### WRITTEN EXERCISE:
Recast the entries below as a Markdown table with the columns Row and Line, giving each line its own numbered row. Skip blank lines and leave out the pictures.

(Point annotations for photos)
** start **
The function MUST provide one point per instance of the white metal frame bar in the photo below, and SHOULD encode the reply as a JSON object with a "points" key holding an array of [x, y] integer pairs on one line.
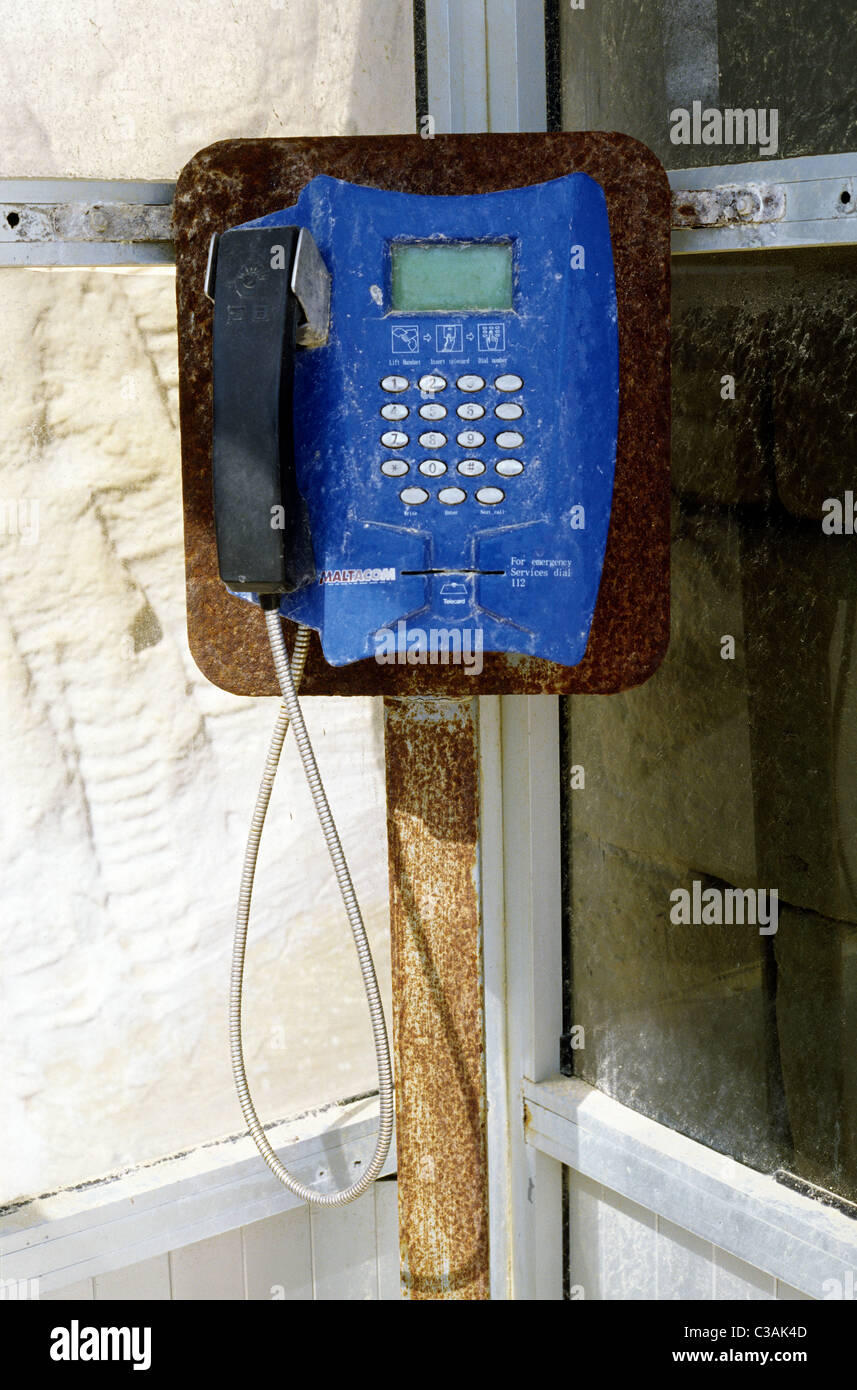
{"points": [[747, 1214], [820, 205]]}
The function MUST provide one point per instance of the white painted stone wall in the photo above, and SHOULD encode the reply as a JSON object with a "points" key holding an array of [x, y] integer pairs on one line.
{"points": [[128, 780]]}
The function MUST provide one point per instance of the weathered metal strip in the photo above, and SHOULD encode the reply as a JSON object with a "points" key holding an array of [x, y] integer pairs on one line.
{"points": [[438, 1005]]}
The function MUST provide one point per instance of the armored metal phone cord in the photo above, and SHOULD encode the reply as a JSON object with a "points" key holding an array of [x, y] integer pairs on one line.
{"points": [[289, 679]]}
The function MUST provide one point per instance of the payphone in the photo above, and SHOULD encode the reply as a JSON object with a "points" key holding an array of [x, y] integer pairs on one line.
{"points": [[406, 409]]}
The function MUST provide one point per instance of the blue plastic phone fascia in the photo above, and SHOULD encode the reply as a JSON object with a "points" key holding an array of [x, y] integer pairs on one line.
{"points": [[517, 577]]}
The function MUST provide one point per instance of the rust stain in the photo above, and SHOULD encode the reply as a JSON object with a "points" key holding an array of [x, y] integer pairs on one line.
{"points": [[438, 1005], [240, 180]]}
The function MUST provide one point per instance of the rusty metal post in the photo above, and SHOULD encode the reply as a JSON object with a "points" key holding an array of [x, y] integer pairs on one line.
** end **
### TASK RESULT:
| Row | Line |
|---|---|
| 1 | The function MUST provide one point per instance of the white metal frame bar in the photo below, and SHOULD encode the reply as a JSON object with a "points" key holding an array of [x, y] integer pairs on one line. |
| 2 | {"points": [[747, 1214], [820, 205]]} |
| 3 | The function MUST provide one point per instance of the white painted stone wall in the photo above, and SHOULD encode the reply as a JSON object with a "points" key holding an array of [x, y] integer pairs on one line. |
| 4 | {"points": [[128, 780]]} |
| 5 | The function MUST provide one point per instance of the weathered metal strip in the photo above, and SHOULD encode the reply as a JSON object with a "points" key holding an array of [x, y] integer pairs on one line. |
| 6 | {"points": [[438, 1005]]} |
| 7 | The function MUST provide one point per instance of the armored metal phone cord in the photo above, and SHOULD encode the reply as a JSON object with a "points" key holding an array of [x, y] integer pairs on one line. |
| 8 | {"points": [[289, 679]]} |
| 9 | The function MUST provide one point per instance of the payphone in the photo above, and SHOULD encode the reply as a JSON object with a "points" key holding an array of [x, y] integer pairs on one line. |
| 10 | {"points": [[406, 409]]} |
| 11 | The function MUST provide one point per instance of the blue plastic phone fascia in the photo above, and SHOULD encode the reply as a JSON object with a "points" key holding an array of [x, y] integer pairs on one line. |
| 12 | {"points": [[517, 577]]} |
| 13 | The function MUST provide one point per instance of the rust stain in the photo above, and SHOULD encode the reply as a JSON object with a "points" key holding an array of [x, y] integer pairs on one line. |
| 14 | {"points": [[438, 1005], [240, 180]]} |
| 15 | The function MUST provide one point per instance of the rusty metal post in the photo above, and SHOULD encode the reply as a JSON object with a "points" key holding an array of [x, y] integer pairs on one line. |